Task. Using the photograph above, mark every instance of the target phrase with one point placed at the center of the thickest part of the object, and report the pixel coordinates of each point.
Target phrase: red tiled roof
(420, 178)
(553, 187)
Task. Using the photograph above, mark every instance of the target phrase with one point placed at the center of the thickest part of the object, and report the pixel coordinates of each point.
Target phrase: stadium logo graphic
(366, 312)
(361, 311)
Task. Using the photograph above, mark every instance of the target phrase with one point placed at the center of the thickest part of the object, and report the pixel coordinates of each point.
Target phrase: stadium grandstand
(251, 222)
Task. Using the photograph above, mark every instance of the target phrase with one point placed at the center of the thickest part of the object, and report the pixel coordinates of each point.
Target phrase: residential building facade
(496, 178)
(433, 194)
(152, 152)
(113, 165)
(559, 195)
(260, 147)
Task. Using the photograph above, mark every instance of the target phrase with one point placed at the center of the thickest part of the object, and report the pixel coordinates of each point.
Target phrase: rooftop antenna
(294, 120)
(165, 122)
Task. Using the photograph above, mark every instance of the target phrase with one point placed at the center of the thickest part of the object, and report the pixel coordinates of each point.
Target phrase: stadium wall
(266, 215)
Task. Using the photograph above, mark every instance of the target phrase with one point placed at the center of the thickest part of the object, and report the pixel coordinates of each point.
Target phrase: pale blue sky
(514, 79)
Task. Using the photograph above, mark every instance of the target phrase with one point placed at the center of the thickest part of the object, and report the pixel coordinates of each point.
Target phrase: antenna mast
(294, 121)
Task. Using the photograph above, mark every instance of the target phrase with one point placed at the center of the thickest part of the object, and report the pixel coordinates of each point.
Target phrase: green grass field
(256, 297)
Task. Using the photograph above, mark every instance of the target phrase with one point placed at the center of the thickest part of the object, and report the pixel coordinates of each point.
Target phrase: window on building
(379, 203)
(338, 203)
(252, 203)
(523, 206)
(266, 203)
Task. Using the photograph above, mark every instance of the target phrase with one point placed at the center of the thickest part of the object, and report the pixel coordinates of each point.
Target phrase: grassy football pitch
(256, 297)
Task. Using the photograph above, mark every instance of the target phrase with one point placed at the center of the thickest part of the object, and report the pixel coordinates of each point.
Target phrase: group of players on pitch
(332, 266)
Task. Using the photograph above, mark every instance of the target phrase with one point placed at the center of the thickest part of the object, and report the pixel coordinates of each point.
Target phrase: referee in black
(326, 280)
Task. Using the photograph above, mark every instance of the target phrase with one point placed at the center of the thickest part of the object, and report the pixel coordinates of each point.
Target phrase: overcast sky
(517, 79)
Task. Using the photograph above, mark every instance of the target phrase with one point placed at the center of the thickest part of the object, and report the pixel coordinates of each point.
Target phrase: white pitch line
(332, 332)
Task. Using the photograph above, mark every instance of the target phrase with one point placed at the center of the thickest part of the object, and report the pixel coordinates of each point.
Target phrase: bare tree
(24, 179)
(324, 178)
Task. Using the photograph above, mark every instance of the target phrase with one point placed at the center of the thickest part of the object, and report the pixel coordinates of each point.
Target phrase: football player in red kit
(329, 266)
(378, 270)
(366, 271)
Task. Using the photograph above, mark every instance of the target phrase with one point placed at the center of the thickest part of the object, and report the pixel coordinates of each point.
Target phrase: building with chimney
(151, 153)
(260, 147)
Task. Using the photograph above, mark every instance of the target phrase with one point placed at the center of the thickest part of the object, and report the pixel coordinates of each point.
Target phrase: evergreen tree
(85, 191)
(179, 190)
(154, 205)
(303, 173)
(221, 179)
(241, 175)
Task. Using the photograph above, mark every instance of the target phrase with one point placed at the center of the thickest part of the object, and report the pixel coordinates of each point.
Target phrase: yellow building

→ What you will do: The full set of entries above should be given again exactly.

→ Finished task:
Task. Using the photograph above, mark every instance of the target phrase with one point placed at the center of the thickest part of the object, and report the pixel coordinates of each point.
Target phrase: red tiled roof
(420, 178)
(553, 187)
Task. Using the photograph above, mark every instance of the target phrase with one point placed at the center of the thickest part of the object, and report the pixel coordinates of each point.
Target phrase: stadium logo graphic
(366, 312)
(361, 311)
Task. Using the photograph above, mark every instance of the target phrase with one point placed at the center of the thickest part of the object, and report the pixel coordinates of each point.
Target phrase: stadium grandstand
(251, 222)
Task. Using the photograph above, mark every instance of the target phrase with one point placed at the center of the thickest part of the object, and report the pixel coordinates of each point.
Target phrase: residential building facade
(496, 178)
(433, 194)
(152, 152)
(113, 165)
(559, 195)
(260, 147)
Task. Using the photograph above, mark every instance of the target phrase with one point placed at the center of the thickest part of the object, and report the pixel coordinates of each point.
Target phrase: rooftop antenna
(294, 120)
(165, 122)
Task. Using the photograph above, mark every instance of the target phrase with one point placed at the center of the thickest part of the object, and report the pixel coordinates of each point.
Target phrase: stadium wall
(266, 215)
Task. Using the photograph above, mark every instance of the target phrase with one point placed at the center of the thickest part of the object, and report the pixel coordinates of each point.
Target phrase: pale blue sky
(514, 79)
Task. Using the photograph above, mark every instance of the target phrase with one point placed at the center of the thickest part of the object, and report the pixel coordinates of each point.
Target phrase: antenna mast
(294, 121)
Task. Using the photograph above, mark every instance of the target phrase with one point placed at the center of the thickest part of the object, and report the pixel coordinates of each point.
Target phrase: green grass field
(256, 297)
Task. Using the photograph above, mark every instance of the target phrase with one point placed at the center of the thickest part of the object, and report the pixel coordinates of each point.
Target phrase: window on building
(379, 203)
(338, 203)
(252, 203)
(523, 206)
(266, 203)
Task. Using the photograph above, mark every instance of the target phrase with one point placed at the center of the thickest part of the object, and report the pixel coordinates of each point.
Target phrase: grassy football pitch
(256, 297)
Task. Using the photograph above, mark every instance of the target phrase with one point placed at the center of the thickest part of the object, and report the pixel coordinates of each point.
Target phrase: group of players on pitch
(332, 266)
Task. Using the photograph above, mark every instance of the target phrase with one point placed at the center of the thickest part of the object, and report the pixel coordinates of each point.
Target phrase: referee in black
(326, 280)
Task. Using the photograph above, mark every instance of the target phrase with one point placed at the center of the thickest part of the object, and report the pixel coordinates of each point.
Target phrase: overcast sky
(517, 79)
Task. Using the photograph above, mark every instance of the target phrase with one point placed at the center of the thickest part of the object, and report the pixel coordinates of each point.
Target phrase: white pitch line
(332, 332)
Task. Using the photograph above, mark every instance of the target phrase with one point placed at the center of the thickest part of the object, and report the pixel coordinates of each point.
Target phrase: bare tree
(24, 179)
(324, 178)
Task. Using the photograph above, mark every instance of the target phrase with one point placed at the center of the thickest part of the object, and report the pixel coordinates of each point.
Target phrase: football player in red kit
(329, 266)
(378, 270)
(366, 271)
Task. Using the photograph above, mark every instance of the target phrase with one point placed at the center of the thickest part of the object, and report the pixel coordinates of each point.
Target phrase: building with chimney
(151, 153)
(260, 147)
Task. Using the photograph above, mark every instance of the target phrase with one point placed at the center of the thickest part of the object, and report the pixel coordinates of each point.
Target phrase: evergreen tree
(85, 191)
(179, 190)
(154, 205)
(303, 173)
(221, 179)
(241, 175)
Task. Using the photograph above, mark every instance of the target phrase with one point placed at the center of the thickest part of the object, and report the pixel coordinates of each point.
Target phrase: yellow building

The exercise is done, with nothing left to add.